[Excerpts of labeled region data]
<<<<

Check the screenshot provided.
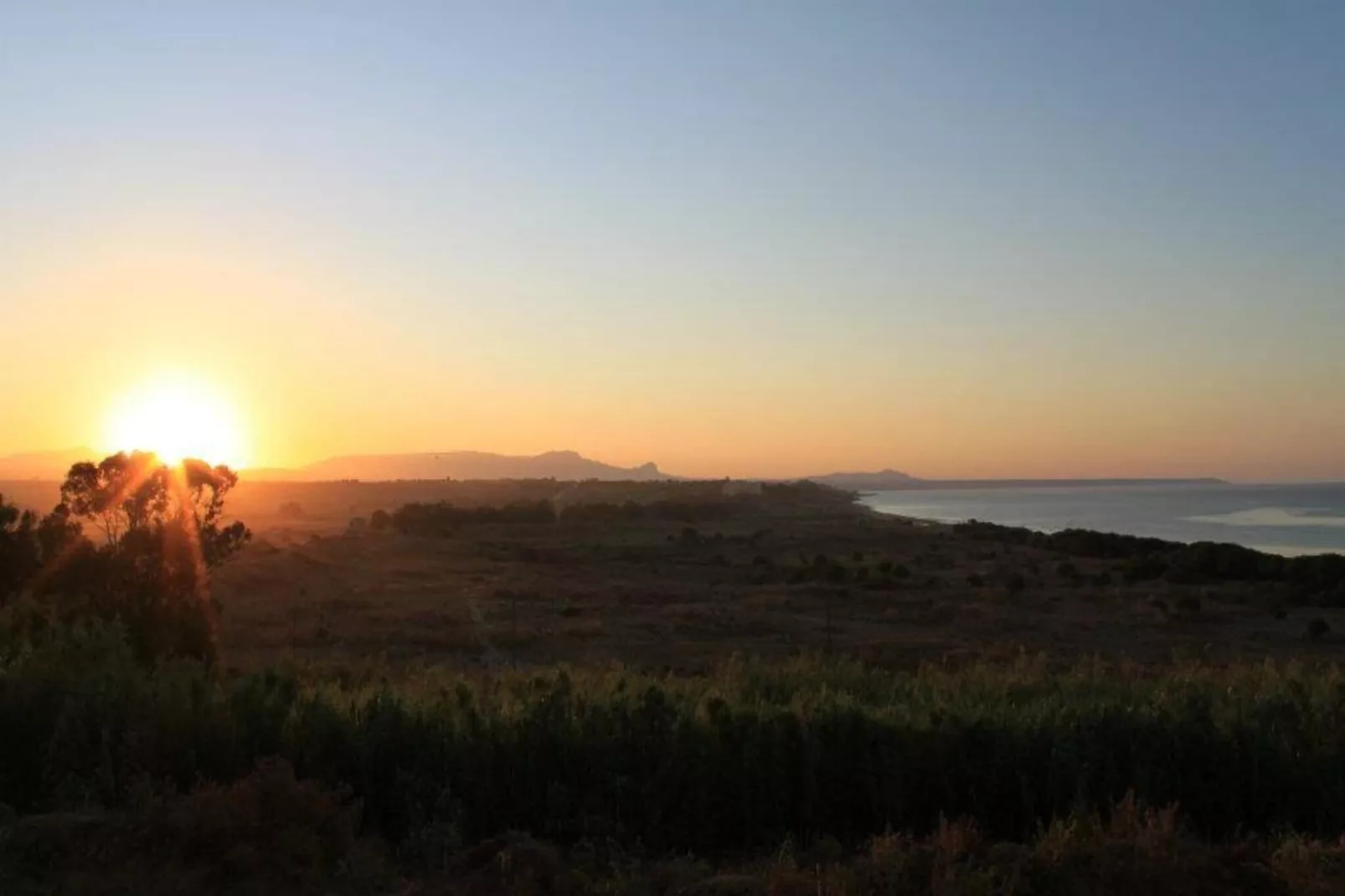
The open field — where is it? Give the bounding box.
[8,471,1345,896]
[0,471,1345,670]
[204,483,1345,668]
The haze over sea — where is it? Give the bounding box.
[863,481,1345,556]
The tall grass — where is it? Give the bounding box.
[8,628,1345,852]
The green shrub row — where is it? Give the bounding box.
[8,627,1345,852]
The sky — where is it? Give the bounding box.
[0,0,1345,481]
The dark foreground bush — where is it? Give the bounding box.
[13,628,1345,853]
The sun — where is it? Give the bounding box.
[106,377,248,466]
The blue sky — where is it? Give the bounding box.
[0,0,1345,477]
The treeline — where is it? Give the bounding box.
[13,627,1345,853]
[0,452,250,663]
[954,521,1345,607]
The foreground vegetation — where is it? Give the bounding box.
[8,456,1345,896]
[13,626,1345,892]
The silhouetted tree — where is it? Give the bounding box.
[49,452,251,662]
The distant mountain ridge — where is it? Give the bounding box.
[242,451,675,481]
[0,448,102,481]
[0,448,1228,491]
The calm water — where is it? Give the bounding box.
[863,483,1345,554]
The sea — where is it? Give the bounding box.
[862,481,1345,556]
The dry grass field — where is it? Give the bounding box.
[201,483,1345,670]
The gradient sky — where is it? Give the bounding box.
[0,0,1345,479]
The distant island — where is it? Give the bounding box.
[808,470,1229,491]
[0,448,1228,491]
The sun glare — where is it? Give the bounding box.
[106,379,246,466]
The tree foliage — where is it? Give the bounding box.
[0,452,250,662]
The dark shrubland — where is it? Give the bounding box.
[954,521,1345,607]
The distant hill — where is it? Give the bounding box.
[808,470,1228,491]
[808,470,921,491]
[0,448,100,481]
[244,451,675,481]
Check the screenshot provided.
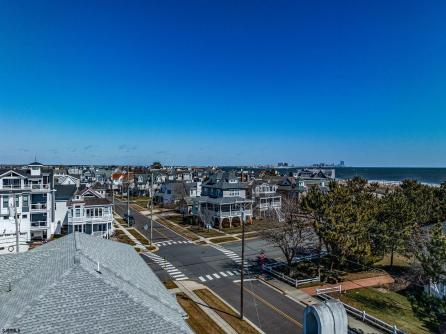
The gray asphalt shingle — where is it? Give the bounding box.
[0,233,192,333]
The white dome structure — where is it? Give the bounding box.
[304,300,348,334]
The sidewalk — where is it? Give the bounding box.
[114,213,158,252]
[261,278,383,334]
[175,281,237,334]
[301,274,395,296]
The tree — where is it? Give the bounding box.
[378,189,417,268]
[150,161,163,169]
[261,196,314,276]
[417,223,446,283]
[401,180,439,225]
[304,178,378,264]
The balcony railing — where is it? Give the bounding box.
[215,210,252,217]
[31,203,48,210]
[31,220,48,227]
[0,183,50,190]
[31,183,50,189]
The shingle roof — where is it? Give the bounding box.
[0,233,192,334]
[54,184,76,201]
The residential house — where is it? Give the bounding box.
[153,181,187,205]
[193,172,252,228]
[67,188,113,237]
[54,174,81,187]
[0,162,55,253]
[54,184,78,234]
[251,180,282,218]
[179,182,201,215]
[134,173,152,196]
[0,233,193,334]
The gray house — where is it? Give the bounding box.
[0,233,192,334]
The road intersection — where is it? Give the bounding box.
[115,202,304,334]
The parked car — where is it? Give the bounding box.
[124,214,135,226]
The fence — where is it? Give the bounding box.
[263,253,326,288]
[316,285,342,296]
[316,286,406,334]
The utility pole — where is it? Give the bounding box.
[127,166,130,219]
[150,172,153,245]
[13,195,20,253]
[240,169,245,320]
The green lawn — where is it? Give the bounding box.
[335,288,430,334]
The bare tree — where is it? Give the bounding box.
[261,197,314,276]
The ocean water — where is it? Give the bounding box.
[223,166,446,185]
[335,167,446,184]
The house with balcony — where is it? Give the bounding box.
[153,181,187,205]
[67,188,113,238]
[193,172,253,228]
[251,180,282,218]
[0,162,56,253]
[134,173,151,196]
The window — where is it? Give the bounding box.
[229,190,240,196]
[23,195,29,207]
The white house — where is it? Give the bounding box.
[67,188,113,237]
[193,172,252,228]
[54,174,81,187]
[0,162,56,254]
[252,180,282,218]
[54,184,78,234]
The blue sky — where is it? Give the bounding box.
[0,0,446,166]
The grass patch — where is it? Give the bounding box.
[194,289,259,334]
[223,220,269,234]
[157,218,199,241]
[191,226,225,238]
[127,228,149,245]
[335,288,430,334]
[113,230,136,246]
[177,293,225,334]
[209,237,238,244]
[163,279,178,289]
[166,215,185,224]
[115,218,129,227]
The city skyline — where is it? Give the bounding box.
[0,1,446,167]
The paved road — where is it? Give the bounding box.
[115,202,303,334]
[115,199,186,242]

>>>>

INSTRUCTION:
Replace "sun glare" with "sun flare" in the stretch from the line containing "The distant island" through the line containing "[244,451,675,481]", keeping everything else the same. Give only those lines.

SOLUTION TO THIS TASK:
The distant island — where is it? Give the bounding box.
[808,470,1229,491]
[0,448,1228,491]
The sun flare — where is it? Give the bounding box.
[106,379,246,466]
The tree foliage — where is it? Give the bounding box.
[0,452,250,662]
The dark shrubland — where is it? Give the bounding box.
[954,521,1345,607]
The distant hill — where is it? Give the bounding box.
[808,470,1228,491]
[808,470,921,491]
[0,448,100,481]
[244,451,675,481]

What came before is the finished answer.